Page excerpt:
Neither side was anxious to begin hostilities. The Pope was really wishful to avoid bloodshed, and was sufficiently skilled as a commander to mistrust the fighting quality of most of his forces. The Normans were Christian enough not to desire to fight with their spiritual father, and were, moreover, apparently misinformed as to the numbers of their opponents. They therefore sent to treat for peace on condition that they might retain, under the suzerainty of Leo, what they had already won by the sword, and that the Pope would not furnish any help “to their enemies (no doubt the Greeks) who were still in Apulia”. In this sham offer of peace we may recognise the wiliness of the Norman chiefs, Humfrey, and Richard, count of Aversa, but especially of Robert, surnamed Guiscard, another of the Hauteville family, whose renown was destined to eclipse that of his brothers, and who received his nickname of Wisehead “because in craft neither Cicero nor the wily Ulysses was a match for him”.

Job 1: In the passage on the Pope and the Normans, what nickname did Robert receive?
Job 2: Say whether each statement agrees with the passage on the Pope and the Normans, giving yes or no and the deciding words: (a) The Pope was eager to shed blood. (b) The Normans appear to have been misinformed about how many opponents they faced. (c) Richard held the title of count of Aversa.
Job 3: Translate this sentence from the passage on the Pope and the Normans into Spanish: "Neither side was anxious to begin hostilities."

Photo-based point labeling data
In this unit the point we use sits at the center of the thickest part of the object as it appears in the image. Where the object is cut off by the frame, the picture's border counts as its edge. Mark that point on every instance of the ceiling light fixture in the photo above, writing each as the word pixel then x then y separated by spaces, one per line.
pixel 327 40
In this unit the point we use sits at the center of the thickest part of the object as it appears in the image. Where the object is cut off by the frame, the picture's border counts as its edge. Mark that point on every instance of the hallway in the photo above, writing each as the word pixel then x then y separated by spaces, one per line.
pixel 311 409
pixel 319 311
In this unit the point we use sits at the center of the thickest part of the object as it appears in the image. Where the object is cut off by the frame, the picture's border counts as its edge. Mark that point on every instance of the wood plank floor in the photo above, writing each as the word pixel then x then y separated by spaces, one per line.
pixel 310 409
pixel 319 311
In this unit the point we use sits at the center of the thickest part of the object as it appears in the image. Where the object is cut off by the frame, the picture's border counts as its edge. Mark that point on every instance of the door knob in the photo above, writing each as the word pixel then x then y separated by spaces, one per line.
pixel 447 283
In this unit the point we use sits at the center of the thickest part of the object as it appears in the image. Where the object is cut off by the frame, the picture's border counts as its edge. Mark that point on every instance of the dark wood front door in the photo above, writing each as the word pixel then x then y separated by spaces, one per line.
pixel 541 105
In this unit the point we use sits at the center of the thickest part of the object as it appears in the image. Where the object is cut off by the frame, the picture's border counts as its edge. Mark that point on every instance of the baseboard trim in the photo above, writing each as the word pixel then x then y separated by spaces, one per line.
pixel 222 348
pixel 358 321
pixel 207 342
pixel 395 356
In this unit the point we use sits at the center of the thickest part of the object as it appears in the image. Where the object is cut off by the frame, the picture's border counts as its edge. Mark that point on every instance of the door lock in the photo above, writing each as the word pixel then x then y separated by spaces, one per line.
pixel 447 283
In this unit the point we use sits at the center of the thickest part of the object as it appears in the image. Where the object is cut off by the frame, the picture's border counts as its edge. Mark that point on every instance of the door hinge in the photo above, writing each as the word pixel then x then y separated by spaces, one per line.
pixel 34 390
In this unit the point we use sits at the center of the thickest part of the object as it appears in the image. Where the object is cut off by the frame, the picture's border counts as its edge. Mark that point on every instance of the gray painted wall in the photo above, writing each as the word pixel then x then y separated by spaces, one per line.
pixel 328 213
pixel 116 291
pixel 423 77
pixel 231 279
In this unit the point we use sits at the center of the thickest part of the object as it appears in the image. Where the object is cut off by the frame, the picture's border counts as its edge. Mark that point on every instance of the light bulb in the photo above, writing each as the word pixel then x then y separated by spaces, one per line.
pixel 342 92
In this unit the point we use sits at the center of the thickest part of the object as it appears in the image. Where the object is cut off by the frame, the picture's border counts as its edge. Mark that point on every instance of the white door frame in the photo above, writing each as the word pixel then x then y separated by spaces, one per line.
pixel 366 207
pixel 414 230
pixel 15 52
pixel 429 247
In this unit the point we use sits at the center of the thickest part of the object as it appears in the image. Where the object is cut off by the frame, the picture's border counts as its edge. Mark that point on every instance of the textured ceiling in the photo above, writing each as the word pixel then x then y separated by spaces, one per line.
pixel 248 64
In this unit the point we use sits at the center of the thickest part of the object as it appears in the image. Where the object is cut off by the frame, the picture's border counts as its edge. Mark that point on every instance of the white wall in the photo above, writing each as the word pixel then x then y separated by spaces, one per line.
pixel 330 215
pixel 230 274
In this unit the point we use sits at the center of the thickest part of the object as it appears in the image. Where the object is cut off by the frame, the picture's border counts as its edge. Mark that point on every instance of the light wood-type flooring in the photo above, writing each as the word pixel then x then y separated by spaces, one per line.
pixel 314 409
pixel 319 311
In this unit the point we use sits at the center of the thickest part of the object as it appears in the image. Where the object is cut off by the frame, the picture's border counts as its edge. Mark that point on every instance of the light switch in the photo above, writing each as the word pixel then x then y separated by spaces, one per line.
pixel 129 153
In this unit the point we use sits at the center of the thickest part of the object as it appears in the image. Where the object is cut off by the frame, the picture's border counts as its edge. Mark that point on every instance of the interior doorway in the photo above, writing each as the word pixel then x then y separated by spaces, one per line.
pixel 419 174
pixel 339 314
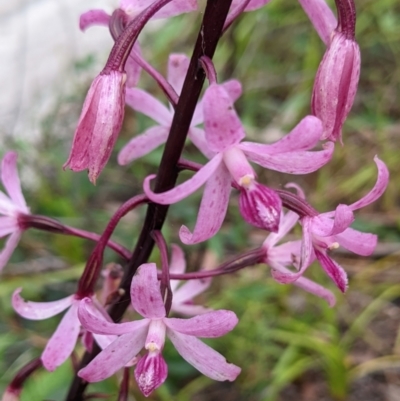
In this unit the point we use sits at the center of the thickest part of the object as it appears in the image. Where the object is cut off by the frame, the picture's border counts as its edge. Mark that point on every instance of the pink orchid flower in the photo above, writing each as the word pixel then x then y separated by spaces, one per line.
pixel 335 85
pixel 224 132
pixel 279 257
pixel 151 370
pixel 328 231
pixel 182 301
pixel 251 6
pixel 148 105
pixel 99 124
pixel 11 206
pixel 62 342
pixel 133 8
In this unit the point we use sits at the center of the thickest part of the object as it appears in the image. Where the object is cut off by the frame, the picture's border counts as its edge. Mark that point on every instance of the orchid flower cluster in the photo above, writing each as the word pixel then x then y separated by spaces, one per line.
pixel 112 342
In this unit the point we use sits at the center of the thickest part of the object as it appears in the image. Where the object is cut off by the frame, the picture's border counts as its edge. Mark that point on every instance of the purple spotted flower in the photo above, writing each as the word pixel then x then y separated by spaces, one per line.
pixel 150 332
pixel 280 257
pixel 321 16
pixel 148 105
pixel 327 231
pixel 62 342
pixel 223 133
pixel 99 124
pixel 337 77
pixel 11 206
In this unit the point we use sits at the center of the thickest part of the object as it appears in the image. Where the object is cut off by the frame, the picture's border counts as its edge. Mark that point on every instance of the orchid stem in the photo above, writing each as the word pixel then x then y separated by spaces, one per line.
pixel 207 40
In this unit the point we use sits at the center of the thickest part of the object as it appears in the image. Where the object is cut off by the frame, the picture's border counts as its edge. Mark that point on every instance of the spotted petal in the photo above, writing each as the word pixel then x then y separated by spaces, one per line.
pixel 209 325
pixel 185 189
pixel 62 342
pixel 202 357
pixel 213 207
pixel 142 144
pixel 115 356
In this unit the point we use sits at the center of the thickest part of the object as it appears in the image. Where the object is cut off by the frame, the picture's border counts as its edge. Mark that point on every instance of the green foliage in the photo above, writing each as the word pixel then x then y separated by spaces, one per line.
pixel 284 335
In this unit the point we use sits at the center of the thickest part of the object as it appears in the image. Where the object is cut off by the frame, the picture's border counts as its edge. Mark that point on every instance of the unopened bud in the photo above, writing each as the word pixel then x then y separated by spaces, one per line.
pixel 336 84
pixel 99 124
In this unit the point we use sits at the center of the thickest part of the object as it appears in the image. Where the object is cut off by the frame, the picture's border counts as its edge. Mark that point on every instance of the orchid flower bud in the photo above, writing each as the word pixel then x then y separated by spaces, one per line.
pixel 99 124
pixel 337 77
pixel 336 84
pixel 260 206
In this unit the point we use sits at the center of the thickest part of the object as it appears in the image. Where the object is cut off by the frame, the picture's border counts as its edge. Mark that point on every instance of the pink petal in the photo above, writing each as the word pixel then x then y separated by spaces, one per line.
pixel 198 138
pixel 145 292
pixel 132 68
pixel 178 65
pixel 321 16
pixel 333 270
pixel 335 84
pixel 190 290
pixel 189 309
pixel 209 325
pixel 9 247
pixel 39 310
pixel 93 18
pixel 302 162
pixel 233 88
pixel 142 144
pixel 115 356
pixel 176 7
pixel 203 358
pixel 212 211
pixel 151 372
pixel 286 254
pixel 10 179
pixel 378 189
pixel 8 225
pixel 99 124
pixel 148 105
pixel 355 241
pixel 103 340
pixel 306 245
pixel 178 263
pixel 287 222
pixel 304 136
pixel 62 342
pixel 221 123
pixel 251 6
pixel 93 322
pixel 185 189
pixel 325 227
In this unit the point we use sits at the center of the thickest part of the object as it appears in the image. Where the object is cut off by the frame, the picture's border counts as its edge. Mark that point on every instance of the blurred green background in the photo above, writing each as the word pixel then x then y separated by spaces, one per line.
pixel 289 344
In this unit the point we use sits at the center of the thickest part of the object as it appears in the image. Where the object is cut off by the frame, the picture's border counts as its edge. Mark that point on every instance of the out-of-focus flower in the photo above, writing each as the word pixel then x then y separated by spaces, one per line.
pixel 327 231
pixel 11 206
pixel 321 16
pixel 223 133
pixel 99 124
pixel 176 7
pixel 151 370
pixel 62 342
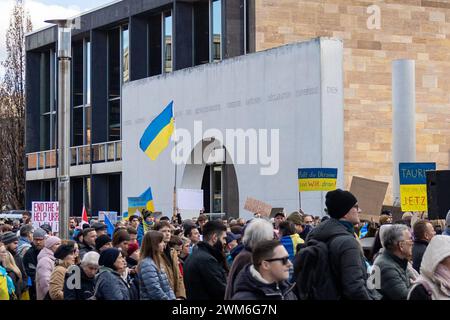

Right answer 1: Wisehead

Right answer 2:
(a) No: "The Pope was really wishful to avoid bloodshed"
(b) Yes: "were, moreover, apparently misinformed as to the numbers of their opponents"
(c) Yes: "Richard, count of Aversa"

Right answer 3: Ningún bando estaba deseoso de iniciar las hostilidades.